SHORT PROBLEM -> Exactly as given, write out the lines from the one containing "of the plastic" through the end of the listing, with both ends included and nothing else.

Pointing dataset excerpts ->
+--

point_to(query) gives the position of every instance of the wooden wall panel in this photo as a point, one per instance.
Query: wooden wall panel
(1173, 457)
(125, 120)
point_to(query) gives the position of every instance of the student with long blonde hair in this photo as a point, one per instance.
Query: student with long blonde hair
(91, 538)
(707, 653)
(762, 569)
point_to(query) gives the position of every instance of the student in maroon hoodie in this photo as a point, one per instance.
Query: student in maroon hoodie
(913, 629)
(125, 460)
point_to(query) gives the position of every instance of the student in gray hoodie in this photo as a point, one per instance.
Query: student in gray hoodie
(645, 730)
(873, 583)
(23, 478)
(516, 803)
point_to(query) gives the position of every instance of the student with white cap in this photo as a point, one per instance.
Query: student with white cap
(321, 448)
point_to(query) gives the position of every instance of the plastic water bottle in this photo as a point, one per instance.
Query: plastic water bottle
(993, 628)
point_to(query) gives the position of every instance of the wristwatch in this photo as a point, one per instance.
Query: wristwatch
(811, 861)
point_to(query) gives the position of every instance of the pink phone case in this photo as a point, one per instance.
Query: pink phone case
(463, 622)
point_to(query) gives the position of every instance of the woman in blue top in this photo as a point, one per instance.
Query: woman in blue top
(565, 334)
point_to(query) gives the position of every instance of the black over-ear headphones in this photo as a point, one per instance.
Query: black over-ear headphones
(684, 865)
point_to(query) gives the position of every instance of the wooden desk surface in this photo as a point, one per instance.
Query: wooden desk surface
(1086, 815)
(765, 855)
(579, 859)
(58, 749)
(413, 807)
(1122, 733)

+--

FINISHED ANSWER ->
point_to(query) gives the position of every instance of the plastic water bottle in this photo as a point, one per instance.
Query: plastic water bottle
(993, 628)
point_to(query) gives the position of every instance of the wristwatch in this photo as a point, one per instance.
Query: wristwatch
(811, 861)
point_to(query) gives the position of every instance of the pink phone case in this photo as a point, one per instance.
Query: pink phone case
(463, 622)
point_to(query) gives the position of every instance of the woman in blue top in this photo as a point, one per instance.
Query: woman in blue top
(565, 334)
point_to(query) gives the position of every instance of the black over-ear headphones in this photo as a point, one per instance.
Query: black over-ear headphones
(684, 865)
point_to(query) gives the position of every instance of the wooden desk surface in this photo as a point, one per instance.
Query: wooden desk surface
(1086, 815)
(765, 855)
(579, 859)
(58, 749)
(413, 807)
(1122, 733)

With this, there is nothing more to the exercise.